**EXCERPT TO READ:**

This detailed book can help you care for your cockatiel through injuries and illnesses, and it also offers helpful tips on keeping your bird happy and healthy. You’ll also find information on everything from color mutations to safe housing, feeding, and breeding.
What to Do With the Egg
If the Egg Is Fertile
If your bird was exposed to a male cockatiel before she laid the egg, there is a chance the egg could be fertile. To find out whether or not the egg is viable, you can use a process called candling in which you hold an egg up to a source of light to see what is inside. Wait a few days after the egg has been laid to candle the egg. A fertile egg should have a dark dot in the center with spidery veins protruding from it. That dark spot is the embryo. If the egg is unfertilized, the egg should look more or less transparent except for the faint shadow of the yolk. If you’re still not sure what you’re looking at, you could ask a bird breeder for guidance.
Once you determine that the egg is fertile, you can either return it to its mother for incubation or utilize an incubator. The incubation time should be about 20 days long. If you are going to let your cockatiel incubate her own eggs, consider providing her with a nesting box. A nesting box will give her some privacy while she’s sitting on her eggs. Once the eggs hatch, you should keep the chicks with their parent until they can feed themselves, at about 4–6 weeks old. Give your adult cockatiel more food during this time so she can adequately feed her chicks and talk to your veterinarian about whether or not it is appropriate to give her any nutritional supplements.
If you have a male cockatiel and want to keep breeding your birds, it is important to know that they should not breed more than once or twice per year. Unlike other birds, cockatiels can breed any time of year, but that doesn’t mean they should; breeding takes quite a toll on their health. Keep your cockatiels in separate cages to limit opportunities for mating until your female has had plenty of time to rest.
If the Egg Is Infertile
If you determine that the egg is infertile, you should still keep it with your cockatiel for the time being; if you remove it too early, your bird may lay more eggs to replace those she lost. If you aren’t sure whether or not the egg is infertile but you do not want to hatch the egg, you can also briefly remove the egg from the nest to boil or freeze it before returning it to your bird. There will usually be more than one egg, so make sure you have removed all potentially viable eggs and replaced them with sterile or fake eggs. You can keep the eggs in your cockatiel’s nest for around 3 weeks, or about the amount of time it would normally take for them to incubate and hatch. Then, one by one, you can begin removing them from the enclosure. Eventually, your cockatiel will realize they are not viable. After a while, she should abandon them.

**PROBLEM:**
Proceed with the passage on cockatiel eggs by writing what comes next after its last sentence.

**PROVIDED MATERIAL:**
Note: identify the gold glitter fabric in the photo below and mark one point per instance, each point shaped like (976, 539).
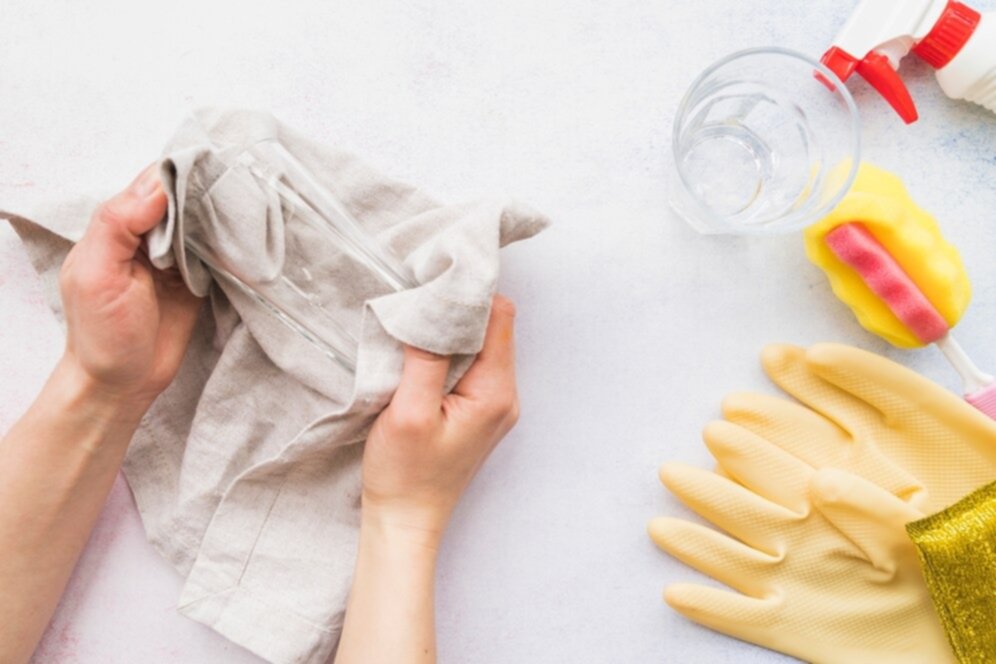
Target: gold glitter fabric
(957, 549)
...
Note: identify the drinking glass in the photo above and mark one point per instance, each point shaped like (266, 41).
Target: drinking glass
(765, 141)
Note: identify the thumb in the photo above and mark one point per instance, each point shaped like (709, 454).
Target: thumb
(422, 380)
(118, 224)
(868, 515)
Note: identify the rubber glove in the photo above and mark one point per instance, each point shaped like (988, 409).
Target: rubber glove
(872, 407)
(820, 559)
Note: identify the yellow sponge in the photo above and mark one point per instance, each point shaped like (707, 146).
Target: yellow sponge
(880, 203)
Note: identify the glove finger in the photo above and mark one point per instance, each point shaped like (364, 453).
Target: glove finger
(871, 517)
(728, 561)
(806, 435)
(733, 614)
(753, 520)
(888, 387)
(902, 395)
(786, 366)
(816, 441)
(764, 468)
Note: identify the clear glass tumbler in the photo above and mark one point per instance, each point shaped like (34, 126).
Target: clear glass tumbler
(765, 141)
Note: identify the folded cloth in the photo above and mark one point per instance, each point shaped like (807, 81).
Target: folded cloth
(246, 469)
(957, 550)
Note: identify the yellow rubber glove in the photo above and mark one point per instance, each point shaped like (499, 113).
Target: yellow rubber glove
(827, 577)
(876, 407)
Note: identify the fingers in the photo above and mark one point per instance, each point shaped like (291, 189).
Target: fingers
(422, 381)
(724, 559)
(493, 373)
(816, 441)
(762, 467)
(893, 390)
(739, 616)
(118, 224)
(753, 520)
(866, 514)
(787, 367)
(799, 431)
---
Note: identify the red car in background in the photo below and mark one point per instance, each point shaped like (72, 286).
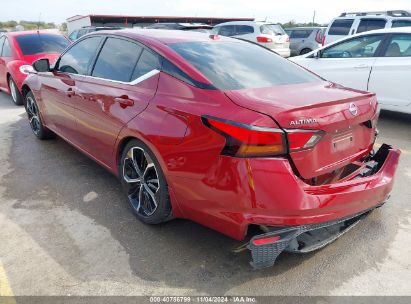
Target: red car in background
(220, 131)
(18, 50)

**RESULT OF THIS EXERCISE:**
Tips for Preventing Your Bird From Laying Eggs in the Future
Some cockatiel owners are surprised when their bird lays an egg because they did not realize it was a female bird. If you have any doubts about your bird’s sex, bring it to your vet’s office. Your vet should be able to easily tell you the sex of your bird. Knowing that you have a female bird can help prepare you for the possibility that it might lay an egg.
If you think your bird has inappropriately bonded with something in its environment, try removing that object. Other strategies include removing anything from your bird’s cage that it might associate with nesting, such as cardboard boxes; moving your bird’s cage to a different area of the house so that it is a little bit less comfortable with its surroundings; and covering its cage for a minimum of 12 hours per night to communicate to your bird that it is not spring, and therefore not the appropriate time to lay eggs. If you find that the behavior reoccurs, talk to your vet to figure out the best solution.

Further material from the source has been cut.